EXERCISES TO COMPLETE:
1. Answer these from the Moulin Rouge fragrance text:
(a) Which perfumer crafted the fragrance, and in what year?
(b) In what year did the Moulin Rouge open?
(c) In what year was absinthe banned?
2. Please repeat the Moulin Rouge fragrance text exactly, beginning at the words "The beginning" and stopping after "electric anticipation coexist.".

TEXT PROVIDED:
The Story
Why it exists.
The beginning
In 2010, perfumer Sylvie Jourdet crafted this fragrance under the direction of Gérald Ghislain for Histoires de Parfums, the house he founded after training at ISIPCA and applying his background as a chef to the art of balance in perfumery. The commission was specific: capture the spirit of the Moulin Rouge, the legendary cabaret that opened in Montmartre in 1889 and has since represented Parisian fantasy, nightlife, and theatrical excess. Ghislain's library approach to fragrance means each scent tells a story, and this chapter required capturing both the glamour and the grit of a venue where feathered costumes and electric anticipation coexist.
The note selection reflects the ingredients most associated with late 19th-century Parisian nightlife. Absinthe, the green fairy banned in 1915, captures the era's hedonistic edge. Plum and cinnamon evoke the sweet and spicy liqueurs served in such establishments. Iris and musk suggest the powder and perfume of the courtesans and performers who populated such venues. Patchouli brings the earthy reality of Montmartre, the working-class neighborhood that housed this palace of dreams. The result is a fragrance that honors its source material through olfactory history.

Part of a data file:
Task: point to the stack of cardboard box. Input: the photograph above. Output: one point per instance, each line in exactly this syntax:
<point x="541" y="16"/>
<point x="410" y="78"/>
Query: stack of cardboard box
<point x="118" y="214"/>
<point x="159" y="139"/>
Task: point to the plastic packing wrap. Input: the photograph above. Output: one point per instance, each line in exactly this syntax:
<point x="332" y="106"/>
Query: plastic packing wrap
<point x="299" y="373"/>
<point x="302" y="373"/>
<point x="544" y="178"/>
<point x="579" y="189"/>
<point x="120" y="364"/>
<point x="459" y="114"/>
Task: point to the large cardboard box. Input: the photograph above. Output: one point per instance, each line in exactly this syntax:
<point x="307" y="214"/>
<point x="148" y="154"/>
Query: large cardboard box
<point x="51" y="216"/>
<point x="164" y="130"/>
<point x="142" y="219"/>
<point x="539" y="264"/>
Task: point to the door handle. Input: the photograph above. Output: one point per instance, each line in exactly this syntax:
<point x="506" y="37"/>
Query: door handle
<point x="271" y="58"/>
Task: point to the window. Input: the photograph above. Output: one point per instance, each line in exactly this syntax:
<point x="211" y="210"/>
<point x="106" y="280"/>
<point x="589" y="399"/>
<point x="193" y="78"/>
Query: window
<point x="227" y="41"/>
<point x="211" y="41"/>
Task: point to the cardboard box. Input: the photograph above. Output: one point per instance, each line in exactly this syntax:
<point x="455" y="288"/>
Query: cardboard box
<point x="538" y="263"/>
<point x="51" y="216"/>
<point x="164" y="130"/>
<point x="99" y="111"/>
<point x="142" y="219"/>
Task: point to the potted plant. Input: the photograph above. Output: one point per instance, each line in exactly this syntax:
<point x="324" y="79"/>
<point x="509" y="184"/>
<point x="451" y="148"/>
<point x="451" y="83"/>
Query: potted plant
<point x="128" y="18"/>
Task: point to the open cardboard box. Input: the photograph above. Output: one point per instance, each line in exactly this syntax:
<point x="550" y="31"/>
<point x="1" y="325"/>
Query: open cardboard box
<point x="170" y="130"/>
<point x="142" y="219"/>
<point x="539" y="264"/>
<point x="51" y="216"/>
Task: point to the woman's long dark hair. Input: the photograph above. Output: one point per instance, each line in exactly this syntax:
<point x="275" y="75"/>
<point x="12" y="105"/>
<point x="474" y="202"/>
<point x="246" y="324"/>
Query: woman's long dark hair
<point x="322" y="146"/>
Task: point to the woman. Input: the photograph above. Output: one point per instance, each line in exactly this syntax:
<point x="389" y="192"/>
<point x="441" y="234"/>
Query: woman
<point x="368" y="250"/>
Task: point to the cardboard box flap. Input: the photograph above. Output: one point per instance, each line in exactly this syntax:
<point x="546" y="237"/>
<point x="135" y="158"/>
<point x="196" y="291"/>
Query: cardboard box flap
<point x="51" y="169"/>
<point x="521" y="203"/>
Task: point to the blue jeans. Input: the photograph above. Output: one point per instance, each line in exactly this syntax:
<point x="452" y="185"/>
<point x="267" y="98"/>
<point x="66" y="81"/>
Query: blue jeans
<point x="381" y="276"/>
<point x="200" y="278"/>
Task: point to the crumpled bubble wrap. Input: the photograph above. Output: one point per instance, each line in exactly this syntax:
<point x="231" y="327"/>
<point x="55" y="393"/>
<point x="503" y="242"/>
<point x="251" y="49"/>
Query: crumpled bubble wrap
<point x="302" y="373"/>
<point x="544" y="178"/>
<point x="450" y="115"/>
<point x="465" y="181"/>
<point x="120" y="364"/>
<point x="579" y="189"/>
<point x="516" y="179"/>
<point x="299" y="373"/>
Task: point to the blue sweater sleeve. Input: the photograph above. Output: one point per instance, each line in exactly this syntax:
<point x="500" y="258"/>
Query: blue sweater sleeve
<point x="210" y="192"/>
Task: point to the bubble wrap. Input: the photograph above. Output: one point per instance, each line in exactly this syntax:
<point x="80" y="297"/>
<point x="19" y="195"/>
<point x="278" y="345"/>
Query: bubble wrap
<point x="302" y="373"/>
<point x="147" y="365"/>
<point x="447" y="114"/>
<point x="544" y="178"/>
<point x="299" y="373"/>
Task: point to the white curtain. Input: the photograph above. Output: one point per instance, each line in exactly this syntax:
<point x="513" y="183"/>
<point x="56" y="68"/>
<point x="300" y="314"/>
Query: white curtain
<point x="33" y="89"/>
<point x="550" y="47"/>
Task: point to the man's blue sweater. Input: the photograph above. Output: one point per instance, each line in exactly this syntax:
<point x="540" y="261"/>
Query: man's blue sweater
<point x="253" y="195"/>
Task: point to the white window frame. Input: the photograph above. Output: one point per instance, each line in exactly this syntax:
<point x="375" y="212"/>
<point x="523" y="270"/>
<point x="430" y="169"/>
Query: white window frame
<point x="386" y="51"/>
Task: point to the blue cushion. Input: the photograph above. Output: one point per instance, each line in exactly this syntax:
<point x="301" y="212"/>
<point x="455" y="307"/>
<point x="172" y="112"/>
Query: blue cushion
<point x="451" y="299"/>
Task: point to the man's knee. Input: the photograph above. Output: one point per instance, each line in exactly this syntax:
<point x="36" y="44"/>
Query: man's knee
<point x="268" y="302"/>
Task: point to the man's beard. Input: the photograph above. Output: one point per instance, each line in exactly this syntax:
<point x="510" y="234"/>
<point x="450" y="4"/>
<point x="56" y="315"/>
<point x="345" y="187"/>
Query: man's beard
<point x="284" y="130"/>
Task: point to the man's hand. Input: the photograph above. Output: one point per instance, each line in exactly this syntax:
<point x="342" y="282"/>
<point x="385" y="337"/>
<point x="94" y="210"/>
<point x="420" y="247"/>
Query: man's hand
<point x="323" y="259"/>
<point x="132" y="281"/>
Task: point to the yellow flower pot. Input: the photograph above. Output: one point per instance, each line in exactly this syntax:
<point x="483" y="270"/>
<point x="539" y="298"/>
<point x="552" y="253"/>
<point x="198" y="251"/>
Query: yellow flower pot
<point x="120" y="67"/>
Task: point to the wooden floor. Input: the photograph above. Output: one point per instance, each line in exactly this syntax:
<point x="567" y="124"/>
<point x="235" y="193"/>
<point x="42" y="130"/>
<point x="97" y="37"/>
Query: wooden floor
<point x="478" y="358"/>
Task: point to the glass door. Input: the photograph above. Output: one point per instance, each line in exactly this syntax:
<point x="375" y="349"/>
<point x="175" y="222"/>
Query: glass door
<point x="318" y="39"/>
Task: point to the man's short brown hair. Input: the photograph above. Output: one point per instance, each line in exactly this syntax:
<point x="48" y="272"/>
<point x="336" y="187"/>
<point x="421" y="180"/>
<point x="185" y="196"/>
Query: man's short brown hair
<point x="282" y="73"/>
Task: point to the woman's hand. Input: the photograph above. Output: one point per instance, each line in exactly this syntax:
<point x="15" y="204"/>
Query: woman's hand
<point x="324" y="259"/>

LIST OF SOLUTIONS:
1.
(a) Sylvie Jourdet, in 2010.
(b) 1889.
(c) 1915.

2.
The beginning
In 2010, perfumer Sylvie Jourdet crafted this fragrance under the direction of Gérald Ghislain for Histoires de Parfums, the house he founded after training at ISIPCA and applying his background as a chef to the art of balance in perfumery. The commission was specific: capture the spirit of the Moulin Rouge, the legendary cabaret that opened in Montmartre in 1889 and has since represented Parisian fantasy, nightlife, and theatrical excess. Ghislain's library approach to fragrance means each scent tells a story, and this chapter required capturing both the glamour and the grit of a venue where feathered costumes and electric anticipation coexist.